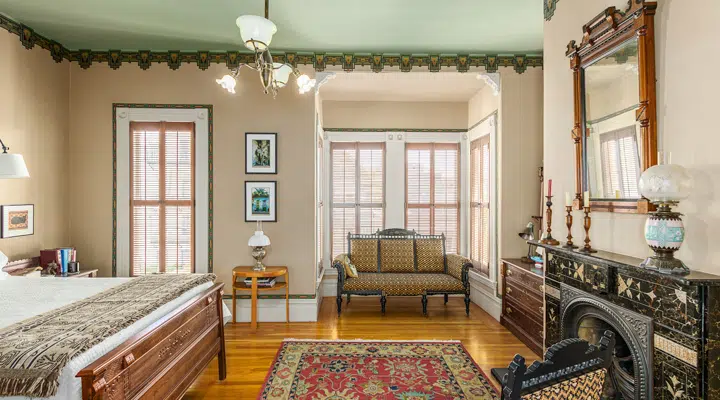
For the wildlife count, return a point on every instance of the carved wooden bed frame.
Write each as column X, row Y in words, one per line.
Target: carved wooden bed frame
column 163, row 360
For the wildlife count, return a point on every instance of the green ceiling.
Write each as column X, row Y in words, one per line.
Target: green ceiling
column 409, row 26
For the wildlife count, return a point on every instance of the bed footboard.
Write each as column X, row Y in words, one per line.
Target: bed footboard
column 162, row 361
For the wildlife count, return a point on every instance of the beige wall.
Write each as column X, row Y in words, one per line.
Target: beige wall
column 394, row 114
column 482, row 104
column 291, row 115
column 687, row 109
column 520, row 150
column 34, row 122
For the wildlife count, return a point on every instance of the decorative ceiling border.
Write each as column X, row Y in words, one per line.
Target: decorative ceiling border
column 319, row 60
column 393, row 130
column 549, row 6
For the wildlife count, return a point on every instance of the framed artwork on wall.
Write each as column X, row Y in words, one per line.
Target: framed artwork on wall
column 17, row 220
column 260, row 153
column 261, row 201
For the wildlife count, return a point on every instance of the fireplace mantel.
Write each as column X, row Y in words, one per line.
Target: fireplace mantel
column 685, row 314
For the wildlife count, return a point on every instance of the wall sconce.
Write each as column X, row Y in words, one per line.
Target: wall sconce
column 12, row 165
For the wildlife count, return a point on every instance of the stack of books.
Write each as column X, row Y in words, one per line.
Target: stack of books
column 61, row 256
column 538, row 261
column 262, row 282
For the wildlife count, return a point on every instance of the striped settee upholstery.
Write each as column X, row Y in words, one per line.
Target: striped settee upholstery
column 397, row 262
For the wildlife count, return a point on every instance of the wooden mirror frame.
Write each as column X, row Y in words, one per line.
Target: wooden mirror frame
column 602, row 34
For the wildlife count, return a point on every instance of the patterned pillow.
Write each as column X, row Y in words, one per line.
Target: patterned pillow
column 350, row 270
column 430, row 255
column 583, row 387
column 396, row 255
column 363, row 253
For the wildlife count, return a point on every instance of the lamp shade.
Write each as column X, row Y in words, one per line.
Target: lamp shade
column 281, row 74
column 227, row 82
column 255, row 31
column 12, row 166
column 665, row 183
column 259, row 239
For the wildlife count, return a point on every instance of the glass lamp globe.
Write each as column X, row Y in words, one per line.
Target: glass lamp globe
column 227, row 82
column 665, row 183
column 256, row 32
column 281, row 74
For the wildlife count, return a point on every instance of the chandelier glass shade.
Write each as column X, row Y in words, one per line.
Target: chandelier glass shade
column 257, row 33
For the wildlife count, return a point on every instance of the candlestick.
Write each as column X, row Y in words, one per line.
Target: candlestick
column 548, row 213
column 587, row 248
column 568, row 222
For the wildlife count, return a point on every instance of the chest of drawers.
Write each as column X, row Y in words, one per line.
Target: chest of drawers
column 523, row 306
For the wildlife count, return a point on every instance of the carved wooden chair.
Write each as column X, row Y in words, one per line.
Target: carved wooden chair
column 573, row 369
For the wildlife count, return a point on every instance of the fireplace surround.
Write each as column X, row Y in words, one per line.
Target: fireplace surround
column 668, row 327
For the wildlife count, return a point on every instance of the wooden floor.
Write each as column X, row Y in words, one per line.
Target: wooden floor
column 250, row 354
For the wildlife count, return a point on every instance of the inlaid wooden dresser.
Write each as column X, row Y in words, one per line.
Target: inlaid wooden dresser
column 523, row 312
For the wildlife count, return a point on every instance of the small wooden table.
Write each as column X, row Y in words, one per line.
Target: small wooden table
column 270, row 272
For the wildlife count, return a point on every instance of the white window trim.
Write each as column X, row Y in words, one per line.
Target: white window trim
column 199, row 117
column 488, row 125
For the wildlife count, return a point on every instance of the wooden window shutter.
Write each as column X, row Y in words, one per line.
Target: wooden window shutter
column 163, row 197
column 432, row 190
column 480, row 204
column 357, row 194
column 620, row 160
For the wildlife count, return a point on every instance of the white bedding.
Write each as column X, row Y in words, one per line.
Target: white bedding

WHAT THE TASK ASKS:
Go through the data and gather every line that holds "bedding".

THE COMPLETED TASK:
For the wildlife count, return a point on every instance of the white bedding.
Target: white bedding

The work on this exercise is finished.